Aim: Collect each line of the items below that contains the string "white".

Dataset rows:

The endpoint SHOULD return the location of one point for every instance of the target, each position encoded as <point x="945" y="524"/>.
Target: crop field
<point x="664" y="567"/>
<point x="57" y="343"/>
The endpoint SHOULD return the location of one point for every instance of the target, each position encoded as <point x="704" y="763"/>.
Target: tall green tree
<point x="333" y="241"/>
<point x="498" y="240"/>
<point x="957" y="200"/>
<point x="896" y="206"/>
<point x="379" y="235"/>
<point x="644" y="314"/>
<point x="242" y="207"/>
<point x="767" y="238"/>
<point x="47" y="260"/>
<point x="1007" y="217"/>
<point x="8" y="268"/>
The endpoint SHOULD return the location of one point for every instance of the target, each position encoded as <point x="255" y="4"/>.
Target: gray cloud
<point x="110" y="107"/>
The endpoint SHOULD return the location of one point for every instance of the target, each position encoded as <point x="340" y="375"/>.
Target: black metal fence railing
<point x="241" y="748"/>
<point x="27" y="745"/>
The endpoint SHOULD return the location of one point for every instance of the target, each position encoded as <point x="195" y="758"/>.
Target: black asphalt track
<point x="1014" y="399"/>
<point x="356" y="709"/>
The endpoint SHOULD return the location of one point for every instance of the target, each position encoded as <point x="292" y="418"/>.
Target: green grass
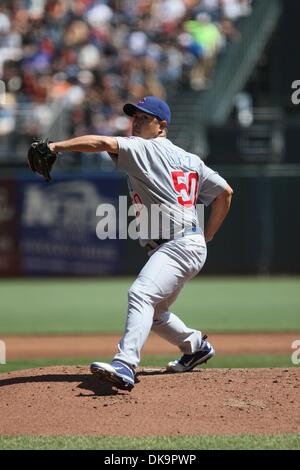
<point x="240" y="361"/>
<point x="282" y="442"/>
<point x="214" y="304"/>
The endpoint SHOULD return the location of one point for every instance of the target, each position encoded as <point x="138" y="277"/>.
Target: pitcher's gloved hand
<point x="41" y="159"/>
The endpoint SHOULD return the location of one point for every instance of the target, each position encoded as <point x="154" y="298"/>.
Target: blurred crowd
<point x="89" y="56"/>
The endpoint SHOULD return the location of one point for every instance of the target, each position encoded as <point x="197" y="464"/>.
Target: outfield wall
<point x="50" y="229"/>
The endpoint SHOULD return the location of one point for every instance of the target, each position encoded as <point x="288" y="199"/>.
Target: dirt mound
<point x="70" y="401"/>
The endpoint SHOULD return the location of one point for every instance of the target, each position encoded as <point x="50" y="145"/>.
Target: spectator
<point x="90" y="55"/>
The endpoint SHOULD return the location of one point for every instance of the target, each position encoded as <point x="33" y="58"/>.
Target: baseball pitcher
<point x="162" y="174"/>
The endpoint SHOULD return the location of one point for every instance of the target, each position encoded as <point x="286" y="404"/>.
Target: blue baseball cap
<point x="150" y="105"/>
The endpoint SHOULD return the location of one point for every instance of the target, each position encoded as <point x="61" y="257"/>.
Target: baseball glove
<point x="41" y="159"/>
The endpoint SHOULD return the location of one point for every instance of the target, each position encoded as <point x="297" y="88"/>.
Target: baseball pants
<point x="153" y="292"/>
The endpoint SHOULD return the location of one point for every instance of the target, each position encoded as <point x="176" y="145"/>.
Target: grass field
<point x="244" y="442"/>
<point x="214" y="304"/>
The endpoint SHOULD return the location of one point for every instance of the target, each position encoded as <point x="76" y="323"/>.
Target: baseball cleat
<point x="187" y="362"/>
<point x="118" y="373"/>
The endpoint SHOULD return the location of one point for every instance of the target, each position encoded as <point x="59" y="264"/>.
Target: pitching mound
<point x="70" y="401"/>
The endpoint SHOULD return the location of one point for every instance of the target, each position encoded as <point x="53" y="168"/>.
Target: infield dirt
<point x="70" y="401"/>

* * *

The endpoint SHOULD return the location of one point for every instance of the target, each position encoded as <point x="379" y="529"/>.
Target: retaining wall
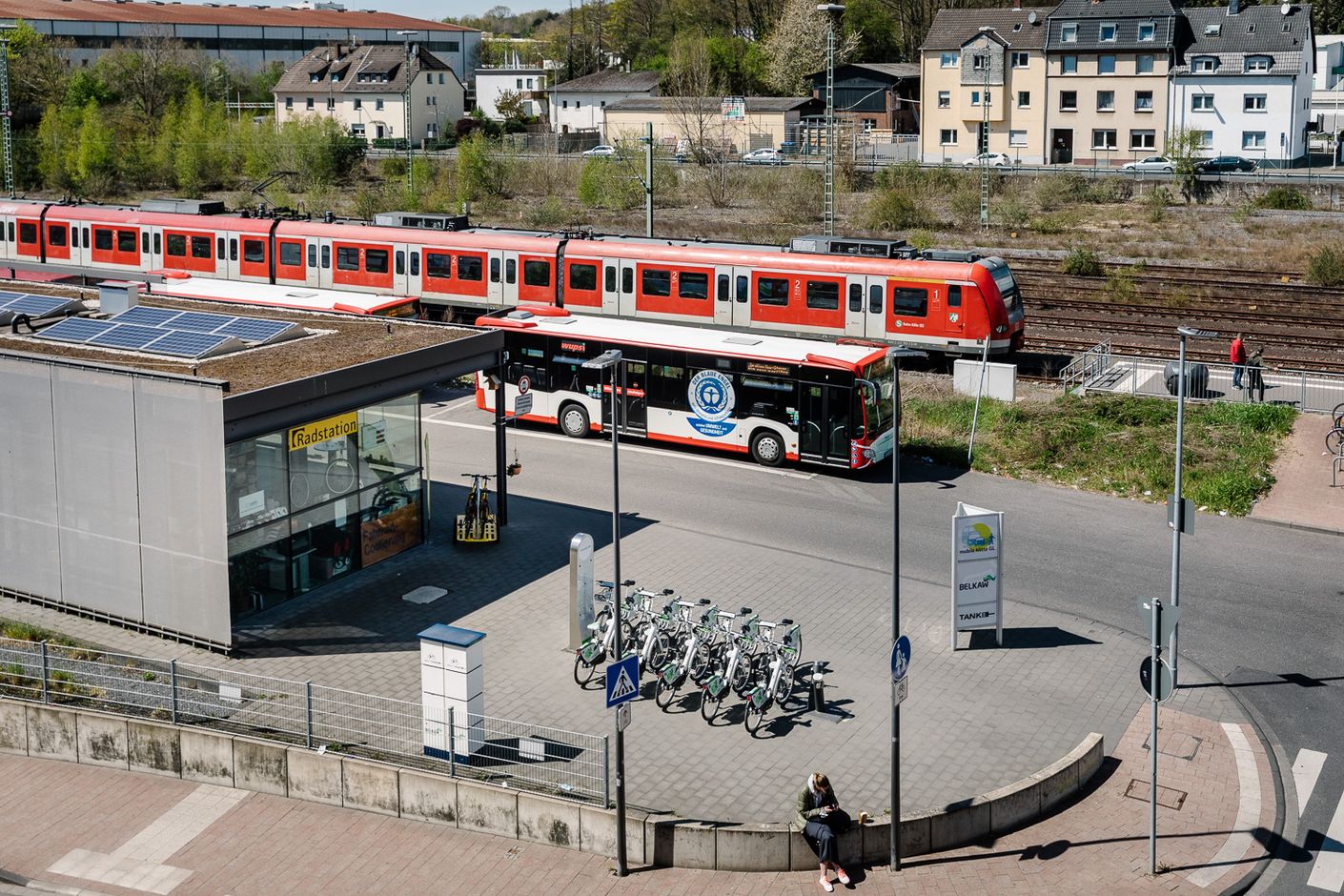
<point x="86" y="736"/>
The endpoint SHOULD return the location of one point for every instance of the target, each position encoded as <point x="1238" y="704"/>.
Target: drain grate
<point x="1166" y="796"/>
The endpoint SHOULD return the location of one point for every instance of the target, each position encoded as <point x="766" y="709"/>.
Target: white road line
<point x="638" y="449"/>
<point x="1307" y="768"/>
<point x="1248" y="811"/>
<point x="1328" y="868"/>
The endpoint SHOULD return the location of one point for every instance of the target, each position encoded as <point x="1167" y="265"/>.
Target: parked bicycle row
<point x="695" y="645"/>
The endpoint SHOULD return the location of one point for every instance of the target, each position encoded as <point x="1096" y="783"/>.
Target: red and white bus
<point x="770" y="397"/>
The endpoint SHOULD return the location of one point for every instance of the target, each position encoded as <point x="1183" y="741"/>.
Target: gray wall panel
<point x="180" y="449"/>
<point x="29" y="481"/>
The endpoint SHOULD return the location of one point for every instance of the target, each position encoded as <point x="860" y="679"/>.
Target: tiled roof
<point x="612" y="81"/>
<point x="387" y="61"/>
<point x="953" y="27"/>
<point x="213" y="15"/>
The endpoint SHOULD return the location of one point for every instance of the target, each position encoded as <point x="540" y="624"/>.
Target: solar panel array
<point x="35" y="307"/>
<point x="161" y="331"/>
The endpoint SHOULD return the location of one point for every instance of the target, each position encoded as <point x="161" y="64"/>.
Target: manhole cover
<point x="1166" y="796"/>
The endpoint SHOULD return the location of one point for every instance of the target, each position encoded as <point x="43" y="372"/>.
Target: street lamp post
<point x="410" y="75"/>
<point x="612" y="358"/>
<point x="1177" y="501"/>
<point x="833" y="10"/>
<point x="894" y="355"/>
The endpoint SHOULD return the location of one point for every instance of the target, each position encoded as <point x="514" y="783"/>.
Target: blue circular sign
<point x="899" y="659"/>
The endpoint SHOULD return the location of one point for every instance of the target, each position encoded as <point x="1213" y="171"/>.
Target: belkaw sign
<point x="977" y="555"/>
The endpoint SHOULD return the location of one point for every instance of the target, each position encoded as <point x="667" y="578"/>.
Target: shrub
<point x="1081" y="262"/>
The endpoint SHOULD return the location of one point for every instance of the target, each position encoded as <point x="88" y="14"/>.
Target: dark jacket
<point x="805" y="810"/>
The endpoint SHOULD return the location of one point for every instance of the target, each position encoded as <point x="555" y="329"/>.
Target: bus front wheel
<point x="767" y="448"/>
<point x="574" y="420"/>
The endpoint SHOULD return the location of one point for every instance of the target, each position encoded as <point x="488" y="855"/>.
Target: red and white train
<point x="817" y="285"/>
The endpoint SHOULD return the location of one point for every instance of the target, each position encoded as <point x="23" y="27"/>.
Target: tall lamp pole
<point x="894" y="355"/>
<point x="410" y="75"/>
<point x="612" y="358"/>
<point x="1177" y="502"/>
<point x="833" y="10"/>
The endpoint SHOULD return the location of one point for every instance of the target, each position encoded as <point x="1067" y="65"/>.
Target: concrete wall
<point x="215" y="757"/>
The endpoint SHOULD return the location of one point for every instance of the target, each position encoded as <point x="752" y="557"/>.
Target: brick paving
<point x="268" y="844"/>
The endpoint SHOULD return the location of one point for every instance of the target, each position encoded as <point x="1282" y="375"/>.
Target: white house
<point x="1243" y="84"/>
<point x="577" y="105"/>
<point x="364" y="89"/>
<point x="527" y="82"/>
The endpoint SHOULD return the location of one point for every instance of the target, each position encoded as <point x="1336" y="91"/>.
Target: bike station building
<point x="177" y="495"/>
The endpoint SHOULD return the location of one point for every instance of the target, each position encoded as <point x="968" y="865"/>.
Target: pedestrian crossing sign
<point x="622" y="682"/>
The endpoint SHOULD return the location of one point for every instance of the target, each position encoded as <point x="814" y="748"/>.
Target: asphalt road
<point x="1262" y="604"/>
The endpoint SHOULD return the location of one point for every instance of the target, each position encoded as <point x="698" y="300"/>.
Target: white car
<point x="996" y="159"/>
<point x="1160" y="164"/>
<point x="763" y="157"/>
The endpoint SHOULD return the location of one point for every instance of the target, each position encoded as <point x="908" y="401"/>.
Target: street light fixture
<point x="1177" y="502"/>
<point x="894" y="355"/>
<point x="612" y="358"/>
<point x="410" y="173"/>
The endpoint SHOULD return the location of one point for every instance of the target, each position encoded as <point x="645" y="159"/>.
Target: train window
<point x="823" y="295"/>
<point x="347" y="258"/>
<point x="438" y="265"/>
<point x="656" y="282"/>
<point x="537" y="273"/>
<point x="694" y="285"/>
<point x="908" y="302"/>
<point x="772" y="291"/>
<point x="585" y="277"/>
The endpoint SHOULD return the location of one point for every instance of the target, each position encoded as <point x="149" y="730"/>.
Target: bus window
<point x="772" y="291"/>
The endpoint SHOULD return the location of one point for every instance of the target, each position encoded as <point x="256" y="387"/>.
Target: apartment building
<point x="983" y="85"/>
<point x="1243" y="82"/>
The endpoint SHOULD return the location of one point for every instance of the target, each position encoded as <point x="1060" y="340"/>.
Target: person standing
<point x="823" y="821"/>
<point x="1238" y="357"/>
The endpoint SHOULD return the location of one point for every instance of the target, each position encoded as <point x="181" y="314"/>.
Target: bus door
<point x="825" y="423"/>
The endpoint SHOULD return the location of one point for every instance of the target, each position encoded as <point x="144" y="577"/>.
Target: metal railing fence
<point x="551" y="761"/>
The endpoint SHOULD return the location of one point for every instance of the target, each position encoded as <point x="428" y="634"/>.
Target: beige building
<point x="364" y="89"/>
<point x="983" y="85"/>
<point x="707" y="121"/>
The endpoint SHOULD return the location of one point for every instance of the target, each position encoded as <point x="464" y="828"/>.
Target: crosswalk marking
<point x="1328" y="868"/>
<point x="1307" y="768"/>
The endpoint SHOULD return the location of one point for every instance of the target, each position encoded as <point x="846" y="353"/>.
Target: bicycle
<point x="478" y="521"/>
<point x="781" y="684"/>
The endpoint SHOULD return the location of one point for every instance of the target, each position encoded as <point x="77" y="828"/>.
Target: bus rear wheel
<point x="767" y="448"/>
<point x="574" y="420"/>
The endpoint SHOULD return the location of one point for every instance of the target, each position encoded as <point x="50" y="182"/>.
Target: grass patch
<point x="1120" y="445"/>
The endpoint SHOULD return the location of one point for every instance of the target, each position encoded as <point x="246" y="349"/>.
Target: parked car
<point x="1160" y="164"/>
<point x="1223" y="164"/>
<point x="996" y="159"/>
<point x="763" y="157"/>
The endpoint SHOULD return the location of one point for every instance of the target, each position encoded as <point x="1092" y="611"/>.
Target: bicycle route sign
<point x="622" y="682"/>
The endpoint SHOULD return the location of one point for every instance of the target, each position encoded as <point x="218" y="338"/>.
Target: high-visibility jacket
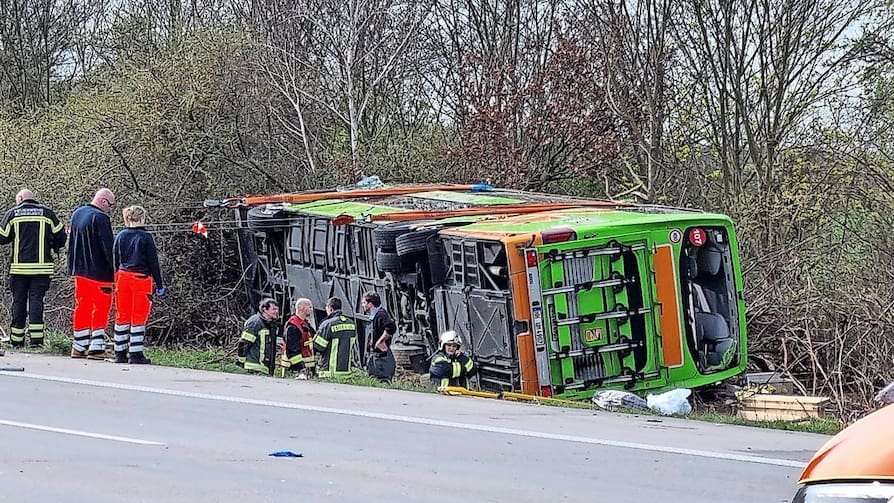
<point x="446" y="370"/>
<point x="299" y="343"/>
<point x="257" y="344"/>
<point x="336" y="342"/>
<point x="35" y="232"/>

Solved problem:
Target: white road line
Target: red and white bus
Target: red and white train
Target: white house
Target: white car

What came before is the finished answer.